* Exercise materials:
═══
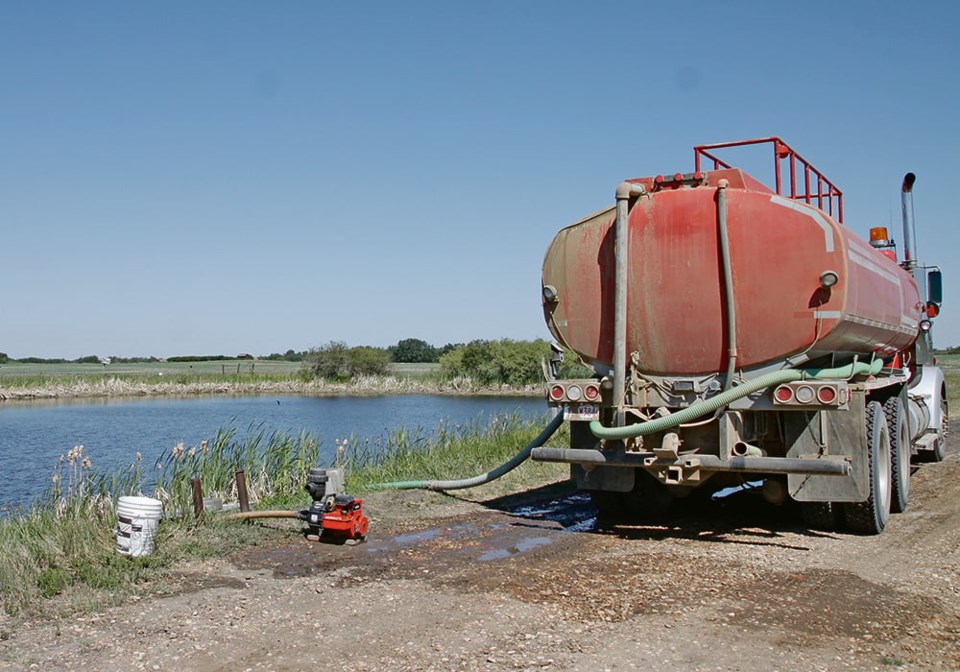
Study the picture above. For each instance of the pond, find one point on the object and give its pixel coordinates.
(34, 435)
═══
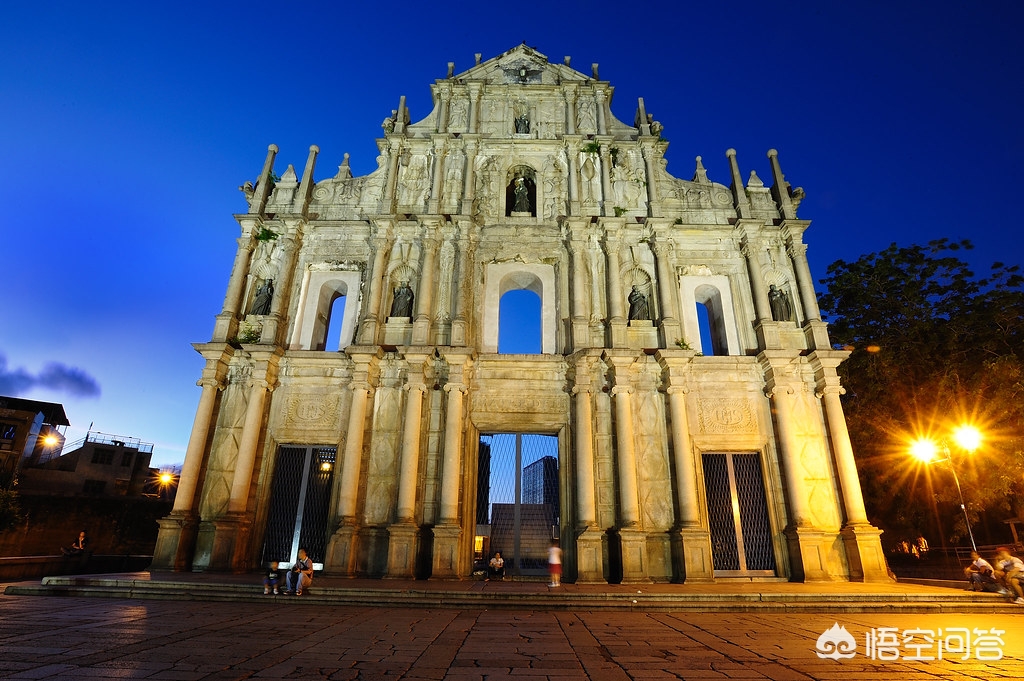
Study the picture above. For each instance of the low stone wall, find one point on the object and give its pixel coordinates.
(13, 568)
═══
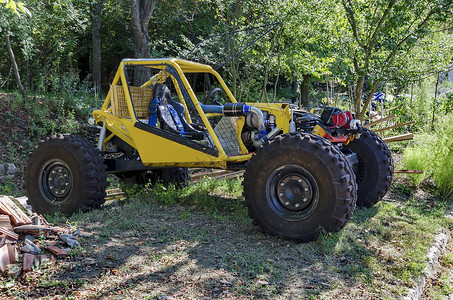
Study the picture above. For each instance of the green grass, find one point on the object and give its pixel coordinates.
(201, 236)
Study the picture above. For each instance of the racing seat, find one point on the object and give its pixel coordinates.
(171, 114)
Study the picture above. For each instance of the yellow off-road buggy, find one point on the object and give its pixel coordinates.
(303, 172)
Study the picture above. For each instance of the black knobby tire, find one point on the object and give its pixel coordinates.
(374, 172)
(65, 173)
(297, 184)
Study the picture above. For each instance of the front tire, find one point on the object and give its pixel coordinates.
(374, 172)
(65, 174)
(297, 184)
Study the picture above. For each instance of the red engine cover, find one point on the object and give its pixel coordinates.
═══
* Aim of the exercise: Present everything from the line containing "Study the picture above. For each instance of the yellow" down to the line containing "Study the picture above. For each instance of the red", both included, as a numbered list with blank lines omitted.

* Written answer:
1. Study the picture above. For each instance of the yellow off-road buggy, find one point on the object and give its pixel coordinates.
2. (303, 172)
3. Study the picture above. For each instance of the black knobby tire, find one point on the object and give its pixel coordinates.
4. (374, 172)
5. (65, 173)
6. (297, 184)
7. Study the picture above. For each instance of the front tire, find one point on the object and give its pixel coordinates.
8. (374, 172)
9. (65, 174)
10. (297, 184)
11. Study the picture above. For each instance of the red engine cover, find one point on the object and give its pixel coordinates.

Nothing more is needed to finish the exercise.